◆ Goal of the exercise
Starting at the line containing "Note: point out the white wristband" and ending at the line containing "point(504, 174)", reproduce those lines of the material with every x and y coordinate multiplied by 1.8 and rounded to a whole number (halves round up). Leave all other text unchanged.
[Start of Information shown]
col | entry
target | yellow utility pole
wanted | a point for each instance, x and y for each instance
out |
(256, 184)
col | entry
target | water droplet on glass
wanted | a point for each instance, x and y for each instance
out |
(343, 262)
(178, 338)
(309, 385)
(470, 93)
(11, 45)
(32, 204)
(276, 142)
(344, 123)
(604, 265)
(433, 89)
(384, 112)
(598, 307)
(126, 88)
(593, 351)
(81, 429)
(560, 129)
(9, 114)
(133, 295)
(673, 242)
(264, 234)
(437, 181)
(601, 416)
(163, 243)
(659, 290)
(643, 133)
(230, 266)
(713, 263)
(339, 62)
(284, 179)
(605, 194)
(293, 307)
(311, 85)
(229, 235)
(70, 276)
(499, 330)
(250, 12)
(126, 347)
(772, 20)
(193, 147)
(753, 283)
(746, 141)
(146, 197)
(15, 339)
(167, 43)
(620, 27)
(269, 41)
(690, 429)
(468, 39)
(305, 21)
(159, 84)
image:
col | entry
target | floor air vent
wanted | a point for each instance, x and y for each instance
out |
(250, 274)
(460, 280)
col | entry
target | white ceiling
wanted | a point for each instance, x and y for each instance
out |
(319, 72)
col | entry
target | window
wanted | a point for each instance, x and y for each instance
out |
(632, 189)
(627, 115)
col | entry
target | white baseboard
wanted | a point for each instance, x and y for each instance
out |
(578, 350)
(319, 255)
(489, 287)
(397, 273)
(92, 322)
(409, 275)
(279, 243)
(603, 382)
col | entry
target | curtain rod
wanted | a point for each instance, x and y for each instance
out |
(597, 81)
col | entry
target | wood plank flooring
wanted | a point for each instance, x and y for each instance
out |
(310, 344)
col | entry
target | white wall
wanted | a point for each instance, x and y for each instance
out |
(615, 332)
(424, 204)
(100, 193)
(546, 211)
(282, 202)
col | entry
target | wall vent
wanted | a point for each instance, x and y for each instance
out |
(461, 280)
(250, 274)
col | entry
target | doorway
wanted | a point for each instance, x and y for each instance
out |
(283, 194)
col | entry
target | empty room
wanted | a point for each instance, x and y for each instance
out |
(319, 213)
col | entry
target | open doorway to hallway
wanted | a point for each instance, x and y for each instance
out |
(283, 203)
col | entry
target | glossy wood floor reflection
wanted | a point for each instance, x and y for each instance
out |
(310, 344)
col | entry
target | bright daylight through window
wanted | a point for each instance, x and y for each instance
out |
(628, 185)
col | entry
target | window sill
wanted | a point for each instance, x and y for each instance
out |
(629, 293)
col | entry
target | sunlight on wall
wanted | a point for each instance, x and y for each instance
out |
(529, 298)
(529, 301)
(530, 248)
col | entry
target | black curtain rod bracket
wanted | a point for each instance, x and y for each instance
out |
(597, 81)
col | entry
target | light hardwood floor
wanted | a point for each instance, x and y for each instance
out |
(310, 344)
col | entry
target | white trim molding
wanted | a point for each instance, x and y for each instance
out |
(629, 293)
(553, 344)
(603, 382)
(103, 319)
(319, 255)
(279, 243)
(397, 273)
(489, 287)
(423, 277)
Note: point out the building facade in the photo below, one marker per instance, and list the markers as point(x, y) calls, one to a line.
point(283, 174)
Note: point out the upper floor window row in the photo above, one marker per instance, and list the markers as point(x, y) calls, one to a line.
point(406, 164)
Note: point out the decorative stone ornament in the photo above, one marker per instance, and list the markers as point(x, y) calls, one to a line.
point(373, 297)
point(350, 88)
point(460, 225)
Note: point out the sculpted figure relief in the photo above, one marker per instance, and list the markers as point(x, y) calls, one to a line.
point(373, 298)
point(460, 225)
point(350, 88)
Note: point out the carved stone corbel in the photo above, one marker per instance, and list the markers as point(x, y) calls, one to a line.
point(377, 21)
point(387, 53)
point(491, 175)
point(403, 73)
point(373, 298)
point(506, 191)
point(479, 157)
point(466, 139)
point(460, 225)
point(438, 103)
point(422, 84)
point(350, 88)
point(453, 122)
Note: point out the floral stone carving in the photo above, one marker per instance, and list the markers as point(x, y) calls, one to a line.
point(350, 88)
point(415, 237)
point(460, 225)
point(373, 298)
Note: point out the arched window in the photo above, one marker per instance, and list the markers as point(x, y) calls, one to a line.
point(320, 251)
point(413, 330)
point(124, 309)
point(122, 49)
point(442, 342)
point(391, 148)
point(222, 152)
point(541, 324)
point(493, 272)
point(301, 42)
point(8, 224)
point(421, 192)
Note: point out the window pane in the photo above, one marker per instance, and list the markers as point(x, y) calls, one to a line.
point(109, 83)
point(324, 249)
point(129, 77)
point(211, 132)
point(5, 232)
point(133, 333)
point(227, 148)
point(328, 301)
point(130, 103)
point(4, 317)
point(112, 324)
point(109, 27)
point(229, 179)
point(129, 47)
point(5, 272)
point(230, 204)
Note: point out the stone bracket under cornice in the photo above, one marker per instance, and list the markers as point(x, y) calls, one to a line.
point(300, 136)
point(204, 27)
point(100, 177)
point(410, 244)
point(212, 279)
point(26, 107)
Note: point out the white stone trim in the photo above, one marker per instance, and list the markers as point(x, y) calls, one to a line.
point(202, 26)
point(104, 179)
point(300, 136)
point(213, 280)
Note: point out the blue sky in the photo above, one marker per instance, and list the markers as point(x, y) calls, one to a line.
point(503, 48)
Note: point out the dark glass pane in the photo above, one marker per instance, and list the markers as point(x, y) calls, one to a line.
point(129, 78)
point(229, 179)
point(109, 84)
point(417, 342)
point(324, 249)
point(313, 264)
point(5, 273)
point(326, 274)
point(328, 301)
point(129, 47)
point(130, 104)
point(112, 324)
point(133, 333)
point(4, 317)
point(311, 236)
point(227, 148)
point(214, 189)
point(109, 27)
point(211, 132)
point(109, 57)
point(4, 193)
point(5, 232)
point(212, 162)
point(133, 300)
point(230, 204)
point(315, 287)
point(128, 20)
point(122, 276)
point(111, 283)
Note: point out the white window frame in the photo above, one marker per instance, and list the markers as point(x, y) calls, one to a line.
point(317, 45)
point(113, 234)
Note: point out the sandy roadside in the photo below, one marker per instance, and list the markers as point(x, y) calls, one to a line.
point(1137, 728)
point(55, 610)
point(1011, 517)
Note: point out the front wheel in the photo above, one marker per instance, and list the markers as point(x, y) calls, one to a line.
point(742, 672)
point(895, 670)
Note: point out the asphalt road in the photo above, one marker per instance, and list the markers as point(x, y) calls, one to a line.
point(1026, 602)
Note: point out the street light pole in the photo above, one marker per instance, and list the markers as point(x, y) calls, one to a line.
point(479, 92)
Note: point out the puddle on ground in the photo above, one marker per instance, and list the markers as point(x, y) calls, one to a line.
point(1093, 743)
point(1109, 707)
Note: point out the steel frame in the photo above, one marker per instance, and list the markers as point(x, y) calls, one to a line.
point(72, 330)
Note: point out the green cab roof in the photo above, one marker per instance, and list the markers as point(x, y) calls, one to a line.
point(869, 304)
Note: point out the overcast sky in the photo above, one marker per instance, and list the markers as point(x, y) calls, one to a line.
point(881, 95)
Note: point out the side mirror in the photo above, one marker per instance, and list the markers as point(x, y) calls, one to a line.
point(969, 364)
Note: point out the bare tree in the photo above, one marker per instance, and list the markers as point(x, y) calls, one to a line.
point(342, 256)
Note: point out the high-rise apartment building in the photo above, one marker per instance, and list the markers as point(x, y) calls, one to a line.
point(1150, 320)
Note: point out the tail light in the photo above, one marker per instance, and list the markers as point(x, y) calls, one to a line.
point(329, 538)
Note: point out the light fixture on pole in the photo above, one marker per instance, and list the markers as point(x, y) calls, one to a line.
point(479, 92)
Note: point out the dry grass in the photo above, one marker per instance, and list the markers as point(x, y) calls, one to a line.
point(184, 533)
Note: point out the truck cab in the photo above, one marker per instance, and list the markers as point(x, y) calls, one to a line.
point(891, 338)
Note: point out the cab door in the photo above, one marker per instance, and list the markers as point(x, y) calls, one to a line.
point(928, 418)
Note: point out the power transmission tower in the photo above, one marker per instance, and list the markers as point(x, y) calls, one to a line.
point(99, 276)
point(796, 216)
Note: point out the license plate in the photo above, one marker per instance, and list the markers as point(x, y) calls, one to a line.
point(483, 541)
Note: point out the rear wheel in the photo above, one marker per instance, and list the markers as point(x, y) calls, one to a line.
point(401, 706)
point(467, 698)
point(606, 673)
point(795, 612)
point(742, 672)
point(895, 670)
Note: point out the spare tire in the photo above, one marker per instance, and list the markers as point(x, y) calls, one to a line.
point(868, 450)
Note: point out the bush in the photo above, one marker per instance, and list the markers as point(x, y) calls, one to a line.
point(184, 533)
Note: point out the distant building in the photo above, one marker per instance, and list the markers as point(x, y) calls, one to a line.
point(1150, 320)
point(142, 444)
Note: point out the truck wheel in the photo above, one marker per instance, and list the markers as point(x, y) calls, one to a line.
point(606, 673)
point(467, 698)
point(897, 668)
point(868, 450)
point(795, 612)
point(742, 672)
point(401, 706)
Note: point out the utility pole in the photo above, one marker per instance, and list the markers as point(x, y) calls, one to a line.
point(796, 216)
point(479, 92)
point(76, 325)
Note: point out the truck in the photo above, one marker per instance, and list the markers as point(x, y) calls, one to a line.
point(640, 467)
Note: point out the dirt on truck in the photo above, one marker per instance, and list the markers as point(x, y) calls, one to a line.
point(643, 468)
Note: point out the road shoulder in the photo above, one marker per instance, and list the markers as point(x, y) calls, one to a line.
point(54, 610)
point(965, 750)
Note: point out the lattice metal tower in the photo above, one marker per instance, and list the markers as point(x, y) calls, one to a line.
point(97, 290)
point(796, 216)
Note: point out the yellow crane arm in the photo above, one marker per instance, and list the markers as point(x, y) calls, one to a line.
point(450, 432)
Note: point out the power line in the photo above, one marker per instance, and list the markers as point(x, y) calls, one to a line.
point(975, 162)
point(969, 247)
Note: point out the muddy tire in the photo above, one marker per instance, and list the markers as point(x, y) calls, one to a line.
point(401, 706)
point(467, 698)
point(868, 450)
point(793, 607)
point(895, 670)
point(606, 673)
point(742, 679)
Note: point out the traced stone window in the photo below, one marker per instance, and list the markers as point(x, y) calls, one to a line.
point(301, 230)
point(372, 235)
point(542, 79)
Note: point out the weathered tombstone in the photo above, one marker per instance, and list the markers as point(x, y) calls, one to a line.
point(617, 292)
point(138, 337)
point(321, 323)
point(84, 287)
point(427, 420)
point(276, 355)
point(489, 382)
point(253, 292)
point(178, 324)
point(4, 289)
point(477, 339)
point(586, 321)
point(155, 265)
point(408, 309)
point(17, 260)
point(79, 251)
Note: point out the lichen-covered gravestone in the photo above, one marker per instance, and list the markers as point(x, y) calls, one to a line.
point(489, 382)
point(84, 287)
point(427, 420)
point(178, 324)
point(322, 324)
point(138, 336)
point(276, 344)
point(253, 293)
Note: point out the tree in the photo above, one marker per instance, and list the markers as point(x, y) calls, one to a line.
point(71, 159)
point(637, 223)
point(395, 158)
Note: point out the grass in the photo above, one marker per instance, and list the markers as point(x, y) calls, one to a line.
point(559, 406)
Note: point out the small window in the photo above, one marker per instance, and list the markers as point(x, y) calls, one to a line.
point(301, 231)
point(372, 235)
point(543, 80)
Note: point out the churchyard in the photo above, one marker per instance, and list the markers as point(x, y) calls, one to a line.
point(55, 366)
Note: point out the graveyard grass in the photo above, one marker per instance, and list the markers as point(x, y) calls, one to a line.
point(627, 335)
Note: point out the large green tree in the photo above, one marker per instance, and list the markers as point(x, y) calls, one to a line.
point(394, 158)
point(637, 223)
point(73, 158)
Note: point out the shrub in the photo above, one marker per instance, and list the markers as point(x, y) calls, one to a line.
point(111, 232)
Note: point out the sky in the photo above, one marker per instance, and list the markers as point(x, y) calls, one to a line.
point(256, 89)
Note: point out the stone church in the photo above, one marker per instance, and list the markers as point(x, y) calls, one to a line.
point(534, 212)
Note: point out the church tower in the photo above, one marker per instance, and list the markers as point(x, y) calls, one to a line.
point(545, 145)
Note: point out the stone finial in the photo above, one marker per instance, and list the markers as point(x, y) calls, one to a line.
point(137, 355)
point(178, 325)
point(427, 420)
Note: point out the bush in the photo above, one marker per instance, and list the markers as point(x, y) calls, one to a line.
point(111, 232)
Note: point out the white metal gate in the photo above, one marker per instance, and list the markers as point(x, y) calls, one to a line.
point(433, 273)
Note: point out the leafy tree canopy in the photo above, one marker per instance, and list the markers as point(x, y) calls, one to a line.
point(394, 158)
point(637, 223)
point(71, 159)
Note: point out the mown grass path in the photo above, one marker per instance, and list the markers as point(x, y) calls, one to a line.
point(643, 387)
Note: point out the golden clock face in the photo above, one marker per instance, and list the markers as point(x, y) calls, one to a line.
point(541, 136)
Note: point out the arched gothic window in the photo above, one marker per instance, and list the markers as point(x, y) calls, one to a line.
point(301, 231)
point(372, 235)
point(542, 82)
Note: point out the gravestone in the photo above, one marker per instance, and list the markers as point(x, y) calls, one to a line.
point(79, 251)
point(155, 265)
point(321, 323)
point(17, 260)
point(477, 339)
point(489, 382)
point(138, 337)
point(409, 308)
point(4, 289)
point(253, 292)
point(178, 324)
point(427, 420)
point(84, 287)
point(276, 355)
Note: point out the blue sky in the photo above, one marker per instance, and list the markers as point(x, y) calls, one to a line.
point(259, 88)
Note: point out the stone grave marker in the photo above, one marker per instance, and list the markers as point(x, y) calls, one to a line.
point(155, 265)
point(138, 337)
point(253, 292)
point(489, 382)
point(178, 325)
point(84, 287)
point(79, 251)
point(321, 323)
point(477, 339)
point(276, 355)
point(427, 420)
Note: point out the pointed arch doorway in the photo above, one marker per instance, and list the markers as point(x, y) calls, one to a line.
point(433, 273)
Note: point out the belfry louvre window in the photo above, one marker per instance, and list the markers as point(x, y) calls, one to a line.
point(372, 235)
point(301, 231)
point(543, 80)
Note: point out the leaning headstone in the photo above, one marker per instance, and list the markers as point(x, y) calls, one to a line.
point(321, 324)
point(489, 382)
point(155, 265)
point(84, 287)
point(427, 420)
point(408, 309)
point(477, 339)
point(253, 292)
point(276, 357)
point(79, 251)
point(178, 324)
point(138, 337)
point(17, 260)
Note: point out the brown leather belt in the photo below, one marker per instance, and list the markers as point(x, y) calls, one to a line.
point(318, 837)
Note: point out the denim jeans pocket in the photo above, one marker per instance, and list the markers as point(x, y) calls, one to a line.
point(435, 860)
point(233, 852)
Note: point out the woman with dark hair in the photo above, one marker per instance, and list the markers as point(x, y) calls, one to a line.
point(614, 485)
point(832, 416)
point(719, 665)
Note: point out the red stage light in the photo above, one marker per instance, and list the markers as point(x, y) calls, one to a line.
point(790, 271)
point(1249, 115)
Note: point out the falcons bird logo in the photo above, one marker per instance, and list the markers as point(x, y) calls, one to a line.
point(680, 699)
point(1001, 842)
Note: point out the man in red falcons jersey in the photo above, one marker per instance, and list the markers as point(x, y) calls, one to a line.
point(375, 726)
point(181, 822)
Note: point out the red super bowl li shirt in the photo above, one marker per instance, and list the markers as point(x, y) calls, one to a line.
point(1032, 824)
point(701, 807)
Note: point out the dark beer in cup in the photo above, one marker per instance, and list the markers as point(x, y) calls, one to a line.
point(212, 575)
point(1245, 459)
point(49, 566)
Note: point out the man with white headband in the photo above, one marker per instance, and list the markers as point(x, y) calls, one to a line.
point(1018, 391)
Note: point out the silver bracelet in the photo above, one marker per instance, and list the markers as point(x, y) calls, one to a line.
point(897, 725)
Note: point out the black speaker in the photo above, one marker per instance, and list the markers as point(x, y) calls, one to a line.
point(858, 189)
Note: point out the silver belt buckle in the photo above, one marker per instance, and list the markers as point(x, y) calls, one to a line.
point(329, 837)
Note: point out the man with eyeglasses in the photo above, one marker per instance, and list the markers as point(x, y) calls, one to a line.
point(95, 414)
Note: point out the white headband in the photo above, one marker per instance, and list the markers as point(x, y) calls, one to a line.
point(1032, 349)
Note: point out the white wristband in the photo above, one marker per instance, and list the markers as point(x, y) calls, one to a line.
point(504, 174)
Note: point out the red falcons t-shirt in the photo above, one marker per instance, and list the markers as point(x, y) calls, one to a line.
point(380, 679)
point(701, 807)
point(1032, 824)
[End of Information shown]
◆ Solution to this problem
Note: point out the white wristband in the photo above, one marker per instance, and list the markers as point(x, y) calls, one to a line.
point(907, 313)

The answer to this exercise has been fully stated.